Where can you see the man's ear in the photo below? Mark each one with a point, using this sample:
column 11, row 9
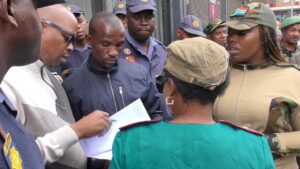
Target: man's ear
column 7, row 12
column 125, row 21
column 89, row 39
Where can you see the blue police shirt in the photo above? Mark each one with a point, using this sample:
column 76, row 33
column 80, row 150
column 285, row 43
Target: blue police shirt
column 153, row 61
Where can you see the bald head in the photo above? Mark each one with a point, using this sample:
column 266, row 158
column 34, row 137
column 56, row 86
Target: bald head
column 104, row 19
column 61, row 25
column 56, row 13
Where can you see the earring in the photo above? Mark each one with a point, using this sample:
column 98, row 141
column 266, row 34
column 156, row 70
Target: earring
column 169, row 100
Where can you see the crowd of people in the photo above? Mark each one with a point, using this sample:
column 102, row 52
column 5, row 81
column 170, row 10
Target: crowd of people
column 223, row 95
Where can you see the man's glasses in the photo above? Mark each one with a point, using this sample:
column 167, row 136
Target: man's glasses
column 160, row 82
column 68, row 36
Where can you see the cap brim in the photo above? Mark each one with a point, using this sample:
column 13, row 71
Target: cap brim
column 194, row 32
column 120, row 12
column 142, row 7
column 241, row 24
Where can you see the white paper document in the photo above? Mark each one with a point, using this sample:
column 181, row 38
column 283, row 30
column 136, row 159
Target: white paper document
column 101, row 147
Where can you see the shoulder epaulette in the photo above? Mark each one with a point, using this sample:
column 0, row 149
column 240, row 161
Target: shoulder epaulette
column 159, row 42
column 240, row 127
column 139, row 124
column 288, row 65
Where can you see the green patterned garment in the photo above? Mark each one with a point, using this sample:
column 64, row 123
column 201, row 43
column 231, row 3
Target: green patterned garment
column 165, row 145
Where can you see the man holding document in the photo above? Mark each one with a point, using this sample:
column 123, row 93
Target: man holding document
column 106, row 82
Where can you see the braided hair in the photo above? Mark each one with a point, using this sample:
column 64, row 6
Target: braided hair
column 270, row 45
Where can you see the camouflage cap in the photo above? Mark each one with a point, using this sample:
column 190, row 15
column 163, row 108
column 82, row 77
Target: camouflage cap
column 140, row 5
column 198, row 61
column 251, row 15
column 120, row 8
column 290, row 21
column 213, row 24
column 193, row 25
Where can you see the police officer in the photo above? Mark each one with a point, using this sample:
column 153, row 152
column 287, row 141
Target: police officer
column 216, row 31
column 190, row 27
column 18, row 147
column 120, row 11
column 290, row 28
column 81, row 47
column 140, row 46
column 196, row 72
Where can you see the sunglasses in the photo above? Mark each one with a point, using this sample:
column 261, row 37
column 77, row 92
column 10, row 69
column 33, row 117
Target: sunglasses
column 160, row 82
column 69, row 37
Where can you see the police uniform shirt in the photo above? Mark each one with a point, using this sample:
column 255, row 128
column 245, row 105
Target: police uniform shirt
column 18, row 147
column 153, row 60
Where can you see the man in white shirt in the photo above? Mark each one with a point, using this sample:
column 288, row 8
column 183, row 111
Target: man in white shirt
column 41, row 102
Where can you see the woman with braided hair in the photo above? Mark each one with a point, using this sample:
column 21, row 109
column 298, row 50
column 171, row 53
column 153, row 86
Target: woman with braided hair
column 264, row 90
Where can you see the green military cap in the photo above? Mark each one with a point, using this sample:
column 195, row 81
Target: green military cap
column 198, row 61
column 212, row 25
column 251, row 15
column 290, row 21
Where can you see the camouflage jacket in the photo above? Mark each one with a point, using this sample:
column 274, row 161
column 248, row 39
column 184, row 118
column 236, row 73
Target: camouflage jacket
column 265, row 98
column 291, row 56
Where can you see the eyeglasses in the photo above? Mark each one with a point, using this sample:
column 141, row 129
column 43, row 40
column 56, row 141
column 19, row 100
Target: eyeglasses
column 160, row 82
column 68, row 36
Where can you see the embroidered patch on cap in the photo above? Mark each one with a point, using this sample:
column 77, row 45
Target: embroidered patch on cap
column 121, row 6
column 241, row 11
column 131, row 59
column 127, row 51
column 196, row 24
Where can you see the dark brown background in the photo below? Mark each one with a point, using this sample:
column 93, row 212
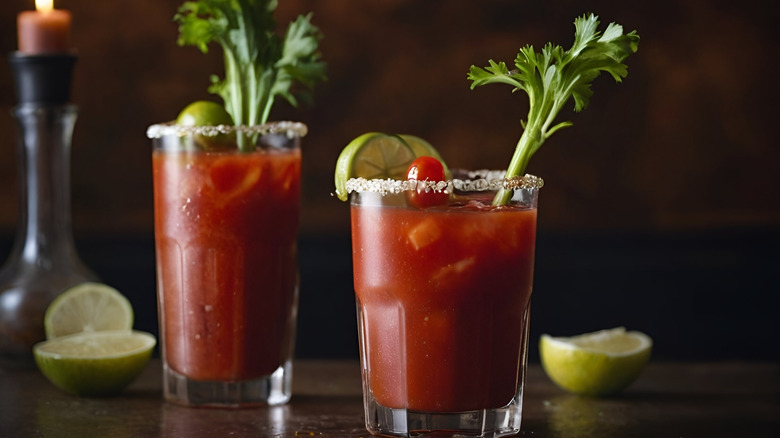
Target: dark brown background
column 660, row 209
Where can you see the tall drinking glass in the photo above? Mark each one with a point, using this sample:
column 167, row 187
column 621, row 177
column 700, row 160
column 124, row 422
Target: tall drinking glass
column 226, row 226
column 443, row 298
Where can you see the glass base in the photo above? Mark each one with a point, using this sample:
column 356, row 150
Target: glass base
column 494, row 422
column 271, row 390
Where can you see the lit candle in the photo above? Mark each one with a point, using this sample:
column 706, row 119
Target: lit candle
column 45, row 30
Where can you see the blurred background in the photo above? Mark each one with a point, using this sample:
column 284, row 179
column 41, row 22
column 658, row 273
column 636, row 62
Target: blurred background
column 660, row 210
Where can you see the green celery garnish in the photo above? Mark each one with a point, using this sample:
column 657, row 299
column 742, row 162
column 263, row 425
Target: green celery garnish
column 550, row 78
column 259, row 66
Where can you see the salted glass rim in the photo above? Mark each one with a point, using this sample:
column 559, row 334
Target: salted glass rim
column 289, row 128
column 465, row 181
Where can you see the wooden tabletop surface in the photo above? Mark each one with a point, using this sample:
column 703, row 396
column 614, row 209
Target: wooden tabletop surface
column 669, row 400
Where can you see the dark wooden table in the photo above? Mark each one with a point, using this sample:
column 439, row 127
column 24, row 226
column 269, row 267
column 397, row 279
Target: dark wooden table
column 670, row 400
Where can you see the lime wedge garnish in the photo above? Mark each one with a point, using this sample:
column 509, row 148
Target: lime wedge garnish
column 94, row 363
column 87, row 307
column 596, row 364
column 371, row 156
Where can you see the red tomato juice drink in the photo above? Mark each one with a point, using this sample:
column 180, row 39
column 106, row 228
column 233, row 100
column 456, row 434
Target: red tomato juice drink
column 443, row 298
column 226, row 226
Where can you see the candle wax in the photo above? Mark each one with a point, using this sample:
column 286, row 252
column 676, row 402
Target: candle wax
column 44, row 32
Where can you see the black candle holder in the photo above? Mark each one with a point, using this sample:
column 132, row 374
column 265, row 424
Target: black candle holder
column 43, row 261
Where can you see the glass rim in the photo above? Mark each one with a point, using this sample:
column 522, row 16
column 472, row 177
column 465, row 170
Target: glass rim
column 465, row 181
column 289, row 128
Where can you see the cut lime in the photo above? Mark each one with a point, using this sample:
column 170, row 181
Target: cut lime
column 207, row 113
column 372, row 155
column 422, row 148
column 87, row 307
column 204, row 113
column 596, row 364
column 94, row 363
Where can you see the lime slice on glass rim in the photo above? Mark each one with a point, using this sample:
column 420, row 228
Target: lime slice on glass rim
column 373, row 155
column 94, row 363
column 595, row 364
column 87, row 307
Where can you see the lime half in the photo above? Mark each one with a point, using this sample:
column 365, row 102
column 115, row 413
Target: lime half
column 94, row 363
column 87, row 307
column 596, row 364
column 371, row 156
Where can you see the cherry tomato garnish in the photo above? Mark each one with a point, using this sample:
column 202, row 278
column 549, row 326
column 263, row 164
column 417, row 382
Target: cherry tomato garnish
column 426, row 169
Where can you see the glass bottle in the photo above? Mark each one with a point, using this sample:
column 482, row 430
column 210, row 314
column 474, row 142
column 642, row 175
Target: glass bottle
column 43, row 261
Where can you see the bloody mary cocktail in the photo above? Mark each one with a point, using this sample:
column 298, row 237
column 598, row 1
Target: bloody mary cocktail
column 226, row 227
column 443, row 295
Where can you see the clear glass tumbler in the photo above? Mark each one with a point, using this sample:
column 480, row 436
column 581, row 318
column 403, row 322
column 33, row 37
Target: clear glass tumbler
column 443, row 296
column 226, row 225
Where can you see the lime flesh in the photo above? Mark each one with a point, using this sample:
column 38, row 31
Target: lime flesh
column 87, row 307
column 370, row 156
column 595, row 364
column 94, row 364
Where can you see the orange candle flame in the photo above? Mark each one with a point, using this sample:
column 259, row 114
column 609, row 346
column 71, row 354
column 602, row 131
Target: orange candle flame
column 44, row 5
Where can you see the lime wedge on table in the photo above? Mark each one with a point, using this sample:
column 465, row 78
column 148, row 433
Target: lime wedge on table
column 94, row 363
column 88, row 307
column 372, row 155
column 597, row 364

______________________________

_The problem:_
Every line above that has the string "below" needs to be copied.

_Written response:_
Where can you see the man's ear in the photo below? Mark each one with a point, using this sample:
Where can you see the dark brown background in the photo below? Mark each one with a point, using this sample:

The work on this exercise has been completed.